> **YOUR OBJECTIVE**:
Reproduce all of the rows below line for line, without changing a single character.

> **DATASET ENTRIES**:
— BEGIN —

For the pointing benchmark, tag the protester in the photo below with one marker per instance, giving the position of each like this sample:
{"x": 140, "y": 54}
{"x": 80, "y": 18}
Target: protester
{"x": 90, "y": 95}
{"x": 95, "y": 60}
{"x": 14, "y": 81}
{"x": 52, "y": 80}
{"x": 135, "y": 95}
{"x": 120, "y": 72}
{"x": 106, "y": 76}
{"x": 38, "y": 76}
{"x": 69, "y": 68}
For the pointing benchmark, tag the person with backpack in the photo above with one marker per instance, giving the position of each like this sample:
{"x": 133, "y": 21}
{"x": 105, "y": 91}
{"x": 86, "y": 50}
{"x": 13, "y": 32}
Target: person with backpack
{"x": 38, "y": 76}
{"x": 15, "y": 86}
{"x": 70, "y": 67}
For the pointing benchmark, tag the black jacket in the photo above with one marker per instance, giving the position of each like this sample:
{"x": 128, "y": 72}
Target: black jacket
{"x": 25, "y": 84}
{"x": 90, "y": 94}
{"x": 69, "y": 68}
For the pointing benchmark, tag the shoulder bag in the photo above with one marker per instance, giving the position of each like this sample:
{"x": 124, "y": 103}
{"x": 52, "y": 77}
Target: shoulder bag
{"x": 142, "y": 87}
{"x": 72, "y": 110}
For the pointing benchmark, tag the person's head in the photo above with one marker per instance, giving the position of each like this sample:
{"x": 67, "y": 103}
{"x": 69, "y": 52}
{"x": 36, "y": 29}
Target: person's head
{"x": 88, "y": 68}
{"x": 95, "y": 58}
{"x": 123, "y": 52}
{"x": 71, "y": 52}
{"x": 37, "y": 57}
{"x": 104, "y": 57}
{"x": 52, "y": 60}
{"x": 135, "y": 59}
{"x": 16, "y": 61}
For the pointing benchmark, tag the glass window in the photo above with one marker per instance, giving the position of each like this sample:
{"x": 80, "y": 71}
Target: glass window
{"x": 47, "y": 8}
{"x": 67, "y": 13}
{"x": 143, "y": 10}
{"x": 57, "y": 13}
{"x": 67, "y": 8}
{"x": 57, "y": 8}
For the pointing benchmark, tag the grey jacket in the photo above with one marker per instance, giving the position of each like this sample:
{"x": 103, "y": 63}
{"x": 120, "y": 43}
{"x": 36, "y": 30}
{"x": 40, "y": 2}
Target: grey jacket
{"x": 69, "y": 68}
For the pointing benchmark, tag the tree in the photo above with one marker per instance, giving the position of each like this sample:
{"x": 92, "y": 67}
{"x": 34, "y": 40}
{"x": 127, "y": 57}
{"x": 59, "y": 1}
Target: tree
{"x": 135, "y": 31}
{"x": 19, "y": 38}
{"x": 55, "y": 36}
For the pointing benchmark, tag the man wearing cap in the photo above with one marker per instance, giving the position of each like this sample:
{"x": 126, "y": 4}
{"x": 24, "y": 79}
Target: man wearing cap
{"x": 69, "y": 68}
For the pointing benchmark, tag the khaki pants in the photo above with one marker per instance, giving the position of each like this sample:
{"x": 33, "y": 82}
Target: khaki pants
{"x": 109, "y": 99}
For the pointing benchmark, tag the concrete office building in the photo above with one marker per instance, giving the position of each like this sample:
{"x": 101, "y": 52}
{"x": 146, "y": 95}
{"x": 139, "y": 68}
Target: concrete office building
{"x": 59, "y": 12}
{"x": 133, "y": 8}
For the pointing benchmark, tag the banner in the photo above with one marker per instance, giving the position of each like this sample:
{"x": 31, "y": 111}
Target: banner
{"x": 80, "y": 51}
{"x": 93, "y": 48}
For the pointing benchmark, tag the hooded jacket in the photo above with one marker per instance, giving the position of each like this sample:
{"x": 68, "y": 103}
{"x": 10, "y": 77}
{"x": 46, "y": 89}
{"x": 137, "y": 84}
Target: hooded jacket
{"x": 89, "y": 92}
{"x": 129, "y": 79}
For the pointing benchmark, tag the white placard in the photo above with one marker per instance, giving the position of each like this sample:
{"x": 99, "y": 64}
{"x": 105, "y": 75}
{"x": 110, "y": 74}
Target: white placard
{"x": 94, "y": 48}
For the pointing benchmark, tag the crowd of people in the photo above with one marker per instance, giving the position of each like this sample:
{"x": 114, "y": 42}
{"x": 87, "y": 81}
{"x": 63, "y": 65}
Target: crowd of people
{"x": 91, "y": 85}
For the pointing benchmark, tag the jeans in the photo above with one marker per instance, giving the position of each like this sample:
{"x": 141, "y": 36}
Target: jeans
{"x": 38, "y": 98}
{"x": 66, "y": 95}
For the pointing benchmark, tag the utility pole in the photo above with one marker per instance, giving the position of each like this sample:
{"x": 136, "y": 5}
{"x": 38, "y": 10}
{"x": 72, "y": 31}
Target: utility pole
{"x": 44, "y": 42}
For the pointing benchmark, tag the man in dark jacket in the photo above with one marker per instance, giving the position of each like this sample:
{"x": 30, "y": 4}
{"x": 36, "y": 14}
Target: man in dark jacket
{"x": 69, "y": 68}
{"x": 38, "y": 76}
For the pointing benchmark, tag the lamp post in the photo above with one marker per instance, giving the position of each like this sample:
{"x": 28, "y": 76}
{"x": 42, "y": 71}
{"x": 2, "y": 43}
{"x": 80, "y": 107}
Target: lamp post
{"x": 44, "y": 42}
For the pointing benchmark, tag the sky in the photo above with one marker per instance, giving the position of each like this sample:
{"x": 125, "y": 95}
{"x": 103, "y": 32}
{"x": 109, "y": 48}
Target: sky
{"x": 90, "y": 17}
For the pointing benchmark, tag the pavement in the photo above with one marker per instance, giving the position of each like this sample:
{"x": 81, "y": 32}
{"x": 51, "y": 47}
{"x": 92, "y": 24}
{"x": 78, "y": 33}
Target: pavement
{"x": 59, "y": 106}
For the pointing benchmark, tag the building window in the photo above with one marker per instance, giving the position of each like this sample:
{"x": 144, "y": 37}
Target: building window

— END —

> **REPLY TO THE EXERCISE**:
For the pointing benchmark, tag the protester in the photo below with one marker per instance, giving the position of each like this sample:
{"x": 140, "y": 54}
{"x": 80, "y": 18}
Target: protester
{"x": 90, "y": 95}
{"x": 95, "y": 60}
{"x": 14, "y": 81}
{"x": 52, "y": 80}
{"x": 135, "y": 95}
{"x": 120, "y": 72}
{"x": 106, "y": 76}
{"x": 38, "y": 76}
{"x": 69, "y": 68}
For the pointing benchmark, tag the person with backpack in the photo above with one marker per instance, giving the position of each like this sample:
{"x": 133, "y": 21}
{"x": 105, "y": 91}
{"x": 86, "y": 50}
{"x": 13, "y": 32}
Target: person with backpack
{"x": 38, "y": 76}
{"x": 15, "y": 86}
{"x": 70, "y": 67}
For the pointing benchmark, tag the black jacket in the photo above with one marker per instance, giving the position of each like this sample:
{"x": 128, "y": 72}
Target: black jacket
{"x": 25, "y": 84}
{"x": 90, "y": 94}
{"x": 69, "y": 68}
For the pointing benchmark, tag the shoulder bag in the photo above with one marker per instance, giving the position of each like this sample:
{"x": 124, "y": 103}
{"x": 52, "y": 77}
Target: shoulder bag
{"x": 142, "y": 87}
{"x": 72, "y": 110}
For the pointing benchmark, tag the person's head in the photo above with one marker per instance, giving the position of each like this sample:
{"x": 67, "y": 103}
{"x": 69, "y": 52}
{"x": 36, "y": 29}
Target: person's head
{"x": 88, "y": 68}
{"x": 95, "y": 58}
{"x": 123, "y": 52}
{"x": 71, "y": 52}
{"x": 37, "y": 57}
{"x": 104, "y": 57}
{"x": 52, "y": 60}
{"x": 135, "y": 59}
{"x": 16, "y": 61}
For the pointing benchmark, tag the glass window in the photo above with one marker per instance, giving the position of each like this sample:
{"x": 80, "y": 71}
Target: glass window
{"x": 47, "y": 8}
{"x": 67, "y": 13}
{"x": 143, "y": 10}
{"x": 57, "y": 13}
{"x": 67, "y": 8}
{"x": 57, "y": 8}
For the pointing benchmark, tag the grey jacket in the photo above with one marker per instance, giving the position of each like this sample:
{"x": 103, "y": 63}
{"x": 120, "y": 43}
{"x": 36, "y": 30}
{"x": 40, "y": 2}
Target: grey jacket
{"x": 69, "y": 68}
For the pointing benchmark, tag the tree in the photo above with one marker per instance, giving the position of each like this sample:
{"x": 92, "y": 67}
{"x": 34, "y": 40}
{"x": 127, "y": 57}
{"x": 59, "y": 1}
Target: tree
{"x": 135, "y": 31}
{"x": 19, "y": 38}
{"x": 55, "y": 36}
For the pointing benchmark, tag the man wearing cap in the photo above with one marker per instance, giving the position of each like this sample:
{"x": 126, "y": 4}
{"x": 24, "y": 79}
Target: man wearing cap
{"x": 69, "y": 68}
For the pointing benchmark, tag the khaki pants in the photo above with one marker per instance, giving the position of each like this sample:
{"x": 33, "y": 82}
Target: khaki pants
{"x": 109, "y": 99}
For the pointing benchmark, tag the concrete office building in the photo above with one marker per instance, giving the position of each like this sample:
{"x": 101, "y": 52}
{"x": 146, "y": 95}
{"x": 139, "y": 68}
Target: concrete office building
{"x": 59, "y": 12}
{"x": 133, "y": 8}
For the pointing benchmark, tag the banner in the photo above with one marker per instance, giving the position of each like this sample:
{"x": 31, "y": 111}
Target: banner
{"x": 80, "y": 51}
{"x": 93, "y": 48}
For the pointing benchmark, tag the hooded jacket in the photo above with one marker per instance, giving the position of each like this sample:
{"x": 68, "y": 103}
{"x": 10, "y": 77}
{"x": 46, "y": 89}
{"x": 137, "y": 84}
Target: hooded jacket
{"x": 89, "y": 92}
{"x": 129, "y": 79}
For the pointing benchmark, tag the white placard in the photo above with one marker per instance, giving the position of each like this sample:
{"x": 99, "y": 64}
{"x": 105, "y": 75}
{"x": 110, "y": 74}
Target: white placard
{"x": 94, "y": 48}
For the pointing benchmark, tag the crowd of people in the photo above with one marker per instance, giving the position of each like this sample:
{"x": 114, "y": 42}
{"x": 87, "y": 81}
{"x": 63, "y": 65}
Target: crowd of people
{"x": 91, "y": 85}
For the pointing benchmark, tag the jeans in the photo above with one marker per instance, giving the position of each like this sample:
{"x": 141, "y": 36}
Target: jeans
{"x": 38, "y": 98}
{"x": 66, "y": 95}
For the pointing benchmark, tag the utility pole in the photo above with one marker per instance, giving the position of each like this sample:
{"x": 136, "y": 5}
{"x": 38, "y": 10}
{"x": 72, "y": 31}
Target: utility pole
{"x": 44, "y": 42}
For the pointing benchmark, tag the man in dark jacket in the photo above with one marker per instance, giving the position of each like this sample:
{"x": 30, "y": 4}
{"x": 36, "y": 14}
Target: man in dark jacket
{"x": 69, "y": 68}
{"x": 38, "y": 76}
For the pointing benchmark, tag the lamp post in the photo above with one marker per instance, giving the position of each like this sample:
{"x": 28, "y": 76}
{"x": 42, "y": 71}
{"x": 2, "y": 43}
{"x": 80, "y": 107}
Target: lamp post
{"x": 44, "y": 42}
For the pointing benchmark, tag the sky in the photo above with one marker per instance, giving the position of each like this sample:
{"x": 125, "y": 95}
{"x": 103, "y": 32}
{"x": 109, "y": 48}
Target: sky
{"x": 90, "y": 17}
For the pointing benchmark, tag the pavement in the photo above with one marker per instance, giving the position of each like this sample:
{"x": 81, "y": 32}
{"x": 51, "y": 47}
{"x": 92, "y": 24}
{"x": 78, "y": 33}
Target: pavement
{"x": 59, "y": 106}
For the pointing benchmark, tag the building window in the photo above with one marker per instance, giving the position of each like this sample:
{"x": 144, "y": 37}
Target: building window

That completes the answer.